> _Data for this task_:
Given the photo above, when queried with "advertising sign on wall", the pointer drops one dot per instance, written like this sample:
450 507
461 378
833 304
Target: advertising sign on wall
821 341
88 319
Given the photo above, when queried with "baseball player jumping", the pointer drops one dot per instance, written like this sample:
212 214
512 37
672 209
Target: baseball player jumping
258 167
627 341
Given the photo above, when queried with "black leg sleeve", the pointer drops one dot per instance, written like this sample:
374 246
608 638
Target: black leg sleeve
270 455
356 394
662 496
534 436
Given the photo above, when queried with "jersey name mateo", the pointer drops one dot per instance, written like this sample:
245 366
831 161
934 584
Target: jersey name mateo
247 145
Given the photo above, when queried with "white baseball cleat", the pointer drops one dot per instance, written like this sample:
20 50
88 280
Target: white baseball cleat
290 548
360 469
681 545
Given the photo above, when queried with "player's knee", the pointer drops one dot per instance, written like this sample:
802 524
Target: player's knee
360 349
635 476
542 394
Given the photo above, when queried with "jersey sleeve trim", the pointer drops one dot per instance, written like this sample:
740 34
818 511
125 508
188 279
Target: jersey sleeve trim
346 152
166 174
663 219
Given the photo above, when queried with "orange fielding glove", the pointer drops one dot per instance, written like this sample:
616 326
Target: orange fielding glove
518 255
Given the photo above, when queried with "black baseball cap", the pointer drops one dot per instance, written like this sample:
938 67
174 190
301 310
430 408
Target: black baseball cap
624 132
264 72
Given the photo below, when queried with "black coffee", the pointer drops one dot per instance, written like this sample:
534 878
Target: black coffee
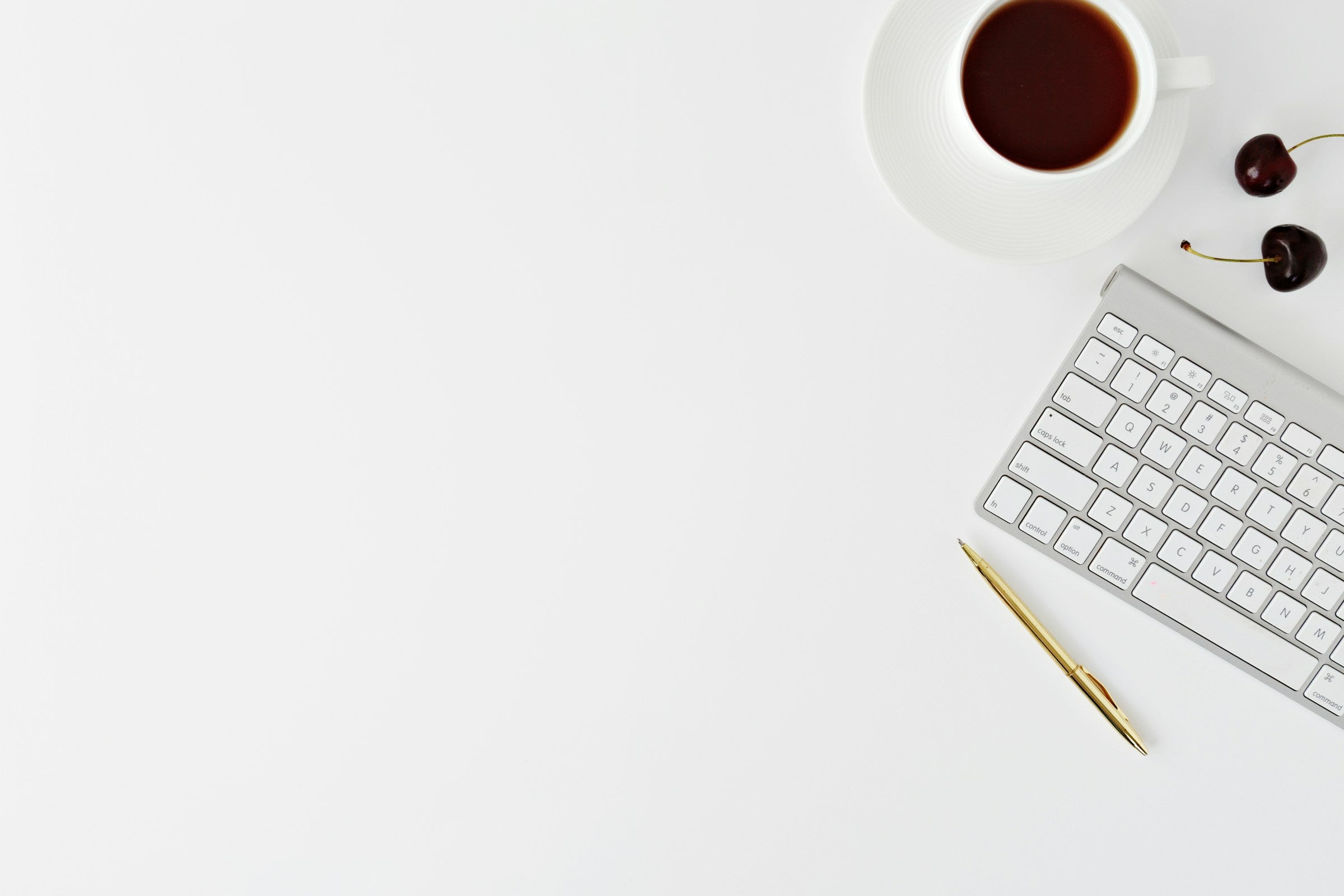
1050 83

> _Task details_: Which lines of the material above hold the string "when"? Pull them out.

> _Answer below_:
Given the photo above, when queried with "advertising sign on wall", the pointer drops one dot per instance, written like this sample:
Given the photo above, when queried with "baseball player jumping", the pointer drops one dot per instance, written like this sample:
Given the photo above, when queried with "black leg sleeve", the pointer drops one dot per instance, written like this sample:
Given the photo above, when queried with "jersey name mateo", the pointer drops one dot per instance, written like this sample:
Given the photo above, when queried with "white baseball cleat", the pointer drops one dot per instance, written like this sample:
Given the photo above, when queried with "player's knee", the pointer drops one dot per instance, written like this sample:
Given the photo above, when queried with "jersey sleeve trim", the pointer drops one dot per instance, written like this sample:
Given the photo above, when queried with "orange fielding glove", the pointer drops one dot per instance, written like this sample:
Given the photo above, when queried with "black baseball cap", the pointer drops one dot per instance, written like this sample:
Given the photo below, when queried with "black coffee", the pointer drops one dot per instance, written like this sample:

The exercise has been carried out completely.